:: AVAILABLE DATA ::
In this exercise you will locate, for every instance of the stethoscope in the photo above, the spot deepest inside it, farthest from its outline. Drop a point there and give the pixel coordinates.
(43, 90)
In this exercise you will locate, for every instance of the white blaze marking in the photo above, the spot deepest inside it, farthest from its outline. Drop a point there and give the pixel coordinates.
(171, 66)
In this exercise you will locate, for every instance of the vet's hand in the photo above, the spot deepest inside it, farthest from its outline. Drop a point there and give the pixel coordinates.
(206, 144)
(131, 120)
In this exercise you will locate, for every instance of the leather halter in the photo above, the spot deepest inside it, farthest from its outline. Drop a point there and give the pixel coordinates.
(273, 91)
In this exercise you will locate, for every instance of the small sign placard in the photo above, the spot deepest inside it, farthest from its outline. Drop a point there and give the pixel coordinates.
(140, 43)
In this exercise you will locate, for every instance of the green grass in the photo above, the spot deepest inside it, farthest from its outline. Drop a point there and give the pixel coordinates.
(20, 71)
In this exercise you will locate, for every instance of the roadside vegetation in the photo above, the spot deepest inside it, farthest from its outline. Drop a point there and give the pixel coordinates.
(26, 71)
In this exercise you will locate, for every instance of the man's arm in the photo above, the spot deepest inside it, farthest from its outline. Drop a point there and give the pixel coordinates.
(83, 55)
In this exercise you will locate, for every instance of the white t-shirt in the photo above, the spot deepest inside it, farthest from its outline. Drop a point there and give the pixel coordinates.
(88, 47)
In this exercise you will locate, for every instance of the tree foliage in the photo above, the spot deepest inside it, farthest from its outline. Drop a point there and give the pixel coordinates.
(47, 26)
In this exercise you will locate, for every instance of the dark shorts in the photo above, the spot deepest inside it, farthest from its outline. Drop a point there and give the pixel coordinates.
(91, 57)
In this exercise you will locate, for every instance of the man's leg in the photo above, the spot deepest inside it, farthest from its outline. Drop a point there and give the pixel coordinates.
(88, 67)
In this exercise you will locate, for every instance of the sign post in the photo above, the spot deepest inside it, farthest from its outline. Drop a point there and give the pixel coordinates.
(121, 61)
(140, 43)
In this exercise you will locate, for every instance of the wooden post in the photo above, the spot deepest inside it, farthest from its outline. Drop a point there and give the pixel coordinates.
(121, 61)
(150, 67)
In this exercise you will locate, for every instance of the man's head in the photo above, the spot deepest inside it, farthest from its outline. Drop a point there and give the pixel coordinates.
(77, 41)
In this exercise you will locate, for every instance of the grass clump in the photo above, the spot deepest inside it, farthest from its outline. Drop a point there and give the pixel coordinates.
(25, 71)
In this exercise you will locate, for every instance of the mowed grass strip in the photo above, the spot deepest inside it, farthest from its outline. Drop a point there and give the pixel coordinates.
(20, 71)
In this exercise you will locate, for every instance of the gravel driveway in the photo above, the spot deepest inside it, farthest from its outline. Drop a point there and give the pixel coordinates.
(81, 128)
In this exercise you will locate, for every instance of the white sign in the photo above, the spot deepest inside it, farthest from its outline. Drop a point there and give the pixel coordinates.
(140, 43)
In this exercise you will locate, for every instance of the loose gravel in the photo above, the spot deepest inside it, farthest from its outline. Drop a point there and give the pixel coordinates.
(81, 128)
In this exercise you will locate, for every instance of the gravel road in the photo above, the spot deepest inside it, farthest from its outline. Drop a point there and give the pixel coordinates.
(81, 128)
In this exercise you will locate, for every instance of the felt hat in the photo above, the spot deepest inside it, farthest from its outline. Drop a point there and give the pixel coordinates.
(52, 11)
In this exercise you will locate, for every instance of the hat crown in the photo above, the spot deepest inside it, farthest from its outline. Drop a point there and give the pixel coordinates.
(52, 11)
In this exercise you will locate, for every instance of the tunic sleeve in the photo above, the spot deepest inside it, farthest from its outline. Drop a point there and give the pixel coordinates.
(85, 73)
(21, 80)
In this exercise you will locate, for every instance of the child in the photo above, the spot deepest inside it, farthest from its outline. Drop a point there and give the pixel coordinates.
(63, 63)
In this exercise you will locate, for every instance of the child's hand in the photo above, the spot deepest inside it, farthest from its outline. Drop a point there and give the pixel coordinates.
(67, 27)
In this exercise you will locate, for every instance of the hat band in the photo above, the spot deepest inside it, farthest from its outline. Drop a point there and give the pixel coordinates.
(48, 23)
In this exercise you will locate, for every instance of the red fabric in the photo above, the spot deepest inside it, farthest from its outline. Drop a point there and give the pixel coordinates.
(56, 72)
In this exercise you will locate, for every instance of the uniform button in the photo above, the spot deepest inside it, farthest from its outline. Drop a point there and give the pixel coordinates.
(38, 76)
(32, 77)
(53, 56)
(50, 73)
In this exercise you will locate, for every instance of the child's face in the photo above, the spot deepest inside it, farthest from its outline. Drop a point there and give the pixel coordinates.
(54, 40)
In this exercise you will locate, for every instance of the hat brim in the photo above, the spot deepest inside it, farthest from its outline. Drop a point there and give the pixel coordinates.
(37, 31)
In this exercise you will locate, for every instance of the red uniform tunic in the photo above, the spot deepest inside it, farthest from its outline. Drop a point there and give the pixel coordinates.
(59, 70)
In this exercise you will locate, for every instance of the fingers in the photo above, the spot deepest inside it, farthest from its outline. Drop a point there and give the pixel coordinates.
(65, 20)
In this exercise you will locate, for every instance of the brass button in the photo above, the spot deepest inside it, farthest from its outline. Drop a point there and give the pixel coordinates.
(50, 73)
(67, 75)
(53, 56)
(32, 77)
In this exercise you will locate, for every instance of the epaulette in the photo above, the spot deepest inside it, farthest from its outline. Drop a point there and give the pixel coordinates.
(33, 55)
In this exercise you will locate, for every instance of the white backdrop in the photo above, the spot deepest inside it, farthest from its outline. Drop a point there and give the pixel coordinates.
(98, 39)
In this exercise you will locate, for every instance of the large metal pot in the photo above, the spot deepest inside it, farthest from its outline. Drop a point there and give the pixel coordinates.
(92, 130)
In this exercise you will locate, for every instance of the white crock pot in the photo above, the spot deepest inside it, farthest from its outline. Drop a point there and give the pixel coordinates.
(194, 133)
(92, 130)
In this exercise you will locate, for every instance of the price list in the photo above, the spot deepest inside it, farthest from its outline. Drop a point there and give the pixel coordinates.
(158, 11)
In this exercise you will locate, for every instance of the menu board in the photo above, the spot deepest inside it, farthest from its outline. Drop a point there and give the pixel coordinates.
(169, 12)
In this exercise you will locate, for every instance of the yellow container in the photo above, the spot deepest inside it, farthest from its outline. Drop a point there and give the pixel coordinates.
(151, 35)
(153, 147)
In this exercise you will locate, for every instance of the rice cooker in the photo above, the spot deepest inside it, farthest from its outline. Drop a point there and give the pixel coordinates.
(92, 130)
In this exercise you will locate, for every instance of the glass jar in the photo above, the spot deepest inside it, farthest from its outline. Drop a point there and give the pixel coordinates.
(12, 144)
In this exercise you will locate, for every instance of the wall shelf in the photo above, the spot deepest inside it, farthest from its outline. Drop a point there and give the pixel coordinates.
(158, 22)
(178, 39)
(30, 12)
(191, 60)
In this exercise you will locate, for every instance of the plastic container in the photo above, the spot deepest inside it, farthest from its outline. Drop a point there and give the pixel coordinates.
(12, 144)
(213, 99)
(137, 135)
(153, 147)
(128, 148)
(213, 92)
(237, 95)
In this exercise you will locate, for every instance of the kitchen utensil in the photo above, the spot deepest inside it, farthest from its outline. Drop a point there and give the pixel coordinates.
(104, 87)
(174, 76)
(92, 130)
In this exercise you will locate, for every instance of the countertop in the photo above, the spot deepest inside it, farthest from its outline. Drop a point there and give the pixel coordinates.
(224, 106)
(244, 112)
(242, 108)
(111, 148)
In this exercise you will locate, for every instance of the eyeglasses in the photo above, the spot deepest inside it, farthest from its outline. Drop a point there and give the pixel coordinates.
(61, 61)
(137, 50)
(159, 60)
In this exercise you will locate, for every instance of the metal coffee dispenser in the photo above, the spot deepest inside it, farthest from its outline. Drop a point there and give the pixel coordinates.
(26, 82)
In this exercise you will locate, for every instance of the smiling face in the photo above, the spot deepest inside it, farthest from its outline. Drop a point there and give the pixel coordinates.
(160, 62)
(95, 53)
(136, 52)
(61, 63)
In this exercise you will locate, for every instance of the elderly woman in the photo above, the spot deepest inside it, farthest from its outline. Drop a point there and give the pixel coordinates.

:: EXERCISE AIM ::
Rename "eyeglasses" to "spectacles" and give back only the lines between the one holding "of the kitchen" and the end of the material, inclusive, with nothing else changed.

:: RESULT ::
In this exercise you will locate, for every instance of the kitchen utensil in the photo above, the spot deepest inside it, farthest from its outline. Drop a point there and give the pixel coordinates.
(104, 87)
(174, 76)
(92, 130)
In this exercise you will locate, for every instance of the countertop in the photo above, the spot deepest inside it, farthest from its outline. Drop a point there and give the pixel coordinates.
(224, 106)
(244, 112)
(242, 108)
(111, 148)
In this exercise you will locate, for every instance of the spectacles in the photo above, the spot deepest inside it, farthest from its outline. Drop a point there and give the pixel coordinates.
(61, 61)
(137, 50)
(159, 60)
In this exercise you will locate, for every instance of the metal coffee dispenser in the photo above, the spot deepest inside it, farthest from its outline. Drop a point there and give the pixel coordinates.
(26, 82)
In this exercise you will locate, for every instance of the smiling face in the photo above, the spot deepest inside it, farthest from its outline. Drop a point there and give the pixel coordinates.
(160, 62)
(95, 53)
(136, 52)
(61, 63)
In this exercise you will locate, for every instance of the elderly woman in the photo above, the spot deepest inside it, farthest from its outline. Drop a point there and give the pixel coordinates.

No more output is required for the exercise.